Copy every one of the records below word for word, leaving each line unchanged.

§ **Records shown**
◇ ◇ ◇ ◇

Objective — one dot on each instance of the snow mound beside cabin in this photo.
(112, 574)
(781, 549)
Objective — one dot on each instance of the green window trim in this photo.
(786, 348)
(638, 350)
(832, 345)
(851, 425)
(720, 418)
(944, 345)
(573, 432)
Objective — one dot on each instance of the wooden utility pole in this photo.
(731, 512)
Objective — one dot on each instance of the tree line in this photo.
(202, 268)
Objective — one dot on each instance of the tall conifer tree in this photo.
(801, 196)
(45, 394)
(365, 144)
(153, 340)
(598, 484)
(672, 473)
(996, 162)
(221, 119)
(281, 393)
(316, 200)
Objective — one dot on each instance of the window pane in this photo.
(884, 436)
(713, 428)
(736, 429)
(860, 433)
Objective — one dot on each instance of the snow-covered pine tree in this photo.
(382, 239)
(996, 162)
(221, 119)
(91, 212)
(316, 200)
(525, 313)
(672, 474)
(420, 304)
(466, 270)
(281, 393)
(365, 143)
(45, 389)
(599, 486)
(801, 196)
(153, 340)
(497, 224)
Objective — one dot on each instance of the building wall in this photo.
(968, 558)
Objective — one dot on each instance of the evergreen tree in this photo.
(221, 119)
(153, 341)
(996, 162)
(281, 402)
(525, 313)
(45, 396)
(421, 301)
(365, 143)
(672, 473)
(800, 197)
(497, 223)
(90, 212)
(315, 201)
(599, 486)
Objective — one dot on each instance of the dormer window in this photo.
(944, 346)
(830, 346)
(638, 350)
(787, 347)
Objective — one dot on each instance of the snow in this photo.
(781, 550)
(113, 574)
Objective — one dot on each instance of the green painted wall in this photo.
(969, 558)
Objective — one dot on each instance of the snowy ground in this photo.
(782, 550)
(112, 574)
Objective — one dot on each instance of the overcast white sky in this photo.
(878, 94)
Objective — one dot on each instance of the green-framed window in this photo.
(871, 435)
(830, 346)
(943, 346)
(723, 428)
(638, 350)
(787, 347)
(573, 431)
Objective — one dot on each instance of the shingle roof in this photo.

◇ ◇ ◇ ◇

§ **The answer**
Objective — one dot on each instance of the snow mound beside cabin in this photo.
(112, 574)
(781, 549)
Objective — one dot on each instance of the green window trim in this photo.
(786, 348)
(638, 350)
(832, 345)
(851, 425)
(720, 418)
(944, 345)
(573, 432)
Objective — one dot on each instance of the wooden utility pole in this photo.
(731, 512)
Objective — one dot on each instance of the tree line in this photo.
(202, 268)
Objective — one dot on each instance of the tall conifer tree in this photo.
(801, 196)
(45, 394)
(365, 144)
(153, 340)
(598, 484)
(672, 473)
(996, 162)
(221, 119)
(281, 393)
(316, 200)
Objective — one dot on each instance of the window pane in this photo.
(884, 436)
(713, 428)
(736, 429)
(860, 433)
Objective — one dot on each instance of the snow-covered pine tree in this photo.
(382, 239)
(996, 162)
(221, 119)
(91, 212)
(316, 200)
(525, 313)
(672, 474)
(420, 304)
(466, 270)
(281, 393)
(365, 143)
(45, 389)
(599, 486)
(801, 196)
(153, 340)
(497, 224)
Objective — one dot on each instance of the building wall in this photo.
(968, 558)
Objective — one dot on each instance of the evergreen tree in this photo.
(221, 119)
(153, 341)
(996, 162)
(281, 402)
(525, 313)
(45, 396)
(421, 301)
(365, 143)
(672, 473)
(800, 197)
(497, 223)
(90, 212)
(315, 201)
(599, 486)
Objective — one dot on each instance of the dormer window in this photo.
(944, 346)
(830, 346)
(638, 350)
(787, 347)
Objective — one dot on each instance of the snow in this photo.
(781, 550)
(113, 574)
Objective — one dot on each instance of the green painted wall in this photo.
(969, 558)
Objective — one dot on each instance of the snowy ground in this photo.
(782, 550)
(112, 574)
Objective — one dot on each instance of the overcast white sky in this photo.
(878, 94)
Objective — one dot on each instance of the green-framed window in this photo.
(871, 435)
(830, 346)
(943, 346)
(723, 428)
(638, 350)
(787, 347)
(573, 431)
Objective — one dot on each instance of the shingle roof in this photo.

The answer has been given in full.